__本文__
きょう15日に最終回を迎えるTBS系火曜ドラマ『ファイトソング』(毎週火曜22:00~)で、主人公・木皿花枝を演じている女優・清原果耶。2015年の女優デビュー以来、ドラマや映画への出演を重ね、丁寧に役と向き合う姿勢は多くのクリエイターたちから高い評価を受けてきた。2021年には連続テレビ小説『おかえりモネ』でこれまでの朝ドラとは趣の違うヒロインを演じ、その実力を存分に発揮したが、『ファイトソング』でも新しい表現に挑み、“躍動感ある強さ”という、新たな魅力を見せている。
■『透明なゆりかご』『おかえりモネ』で芯の強さを見せる
清原の代表作と言えば、2018年に放送された連続ドラマ初主演作品『透明なゆりかご』(NHK)を挙げる人も多いだろう。本作で清原は、産婦人科医でアルバイトをする看護学生・青田アオイを演じているが、産まれる命と消えていく命を扱う医療現場で、さまざまなことに動揺し、感情を露わにしながらも、生きることの強さをストレートに表現した。本作での、物事に真っすぐ向き合う芯の強さを見せる芝居は、清原の持つ女優としての大きな魅力だと感じさせられた。
本人もインタビューで「役と向き合っていることが好きで、幸せな時間」と話していたが、じっくりと演じる役に向き合うからこそ、清原が作り上げる役柄の言葉は“セリフ”ではなく“思い”として視聴者の心に届く。

__生データ__
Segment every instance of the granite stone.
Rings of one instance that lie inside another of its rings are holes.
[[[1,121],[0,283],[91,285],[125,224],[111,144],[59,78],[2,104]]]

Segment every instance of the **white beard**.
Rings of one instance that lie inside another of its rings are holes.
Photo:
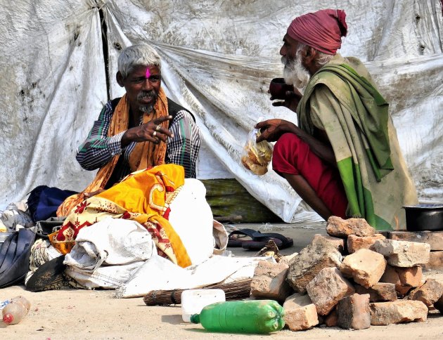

__課題__
本文によると、清原果耶の連続ドラマ初主演作品は何ですか？ 行は、この課題とは関係ありません。

__解答例__
2018年に放送された『透明なゆりかご』(NHK)です。